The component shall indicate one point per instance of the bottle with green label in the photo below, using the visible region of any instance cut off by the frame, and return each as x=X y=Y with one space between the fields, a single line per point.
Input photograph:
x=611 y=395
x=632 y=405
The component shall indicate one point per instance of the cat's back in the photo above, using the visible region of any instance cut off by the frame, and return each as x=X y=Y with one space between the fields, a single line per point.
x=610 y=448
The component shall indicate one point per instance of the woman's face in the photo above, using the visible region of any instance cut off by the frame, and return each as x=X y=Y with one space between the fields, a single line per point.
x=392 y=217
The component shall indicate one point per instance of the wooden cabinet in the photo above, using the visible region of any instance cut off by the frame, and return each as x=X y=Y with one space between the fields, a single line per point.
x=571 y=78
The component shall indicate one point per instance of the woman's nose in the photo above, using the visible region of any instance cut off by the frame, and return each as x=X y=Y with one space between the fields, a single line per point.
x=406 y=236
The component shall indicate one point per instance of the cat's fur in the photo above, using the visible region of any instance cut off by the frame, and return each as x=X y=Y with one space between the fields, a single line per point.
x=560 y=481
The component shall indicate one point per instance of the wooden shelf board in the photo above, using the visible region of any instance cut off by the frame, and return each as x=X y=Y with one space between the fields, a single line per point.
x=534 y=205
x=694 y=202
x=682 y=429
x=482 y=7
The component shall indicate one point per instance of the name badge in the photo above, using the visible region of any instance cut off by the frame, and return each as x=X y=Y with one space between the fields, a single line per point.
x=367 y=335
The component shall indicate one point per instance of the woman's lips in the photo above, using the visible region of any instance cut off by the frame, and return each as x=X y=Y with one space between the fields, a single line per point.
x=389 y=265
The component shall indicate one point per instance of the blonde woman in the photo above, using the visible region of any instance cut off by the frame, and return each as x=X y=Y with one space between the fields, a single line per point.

- What is being asked: Each line, starting with the one that holds "the woman's lips" and ending with the last line of the listing, is to be restated exactly.

- Response to this exercise:
The component shall indicate one point per instance of the woman's lips in the photo above, using the visible region of any instance cut off by the frame, and return each as x=X y=Y with one space between the fields, a single line per point.
x=389 y=265
The component shall indicate one point per instance of the blonde woman in the photo above, using the visible region of any instance cut off by the frame, and return each as x=X y=Y with one space between the fields, a single line per point.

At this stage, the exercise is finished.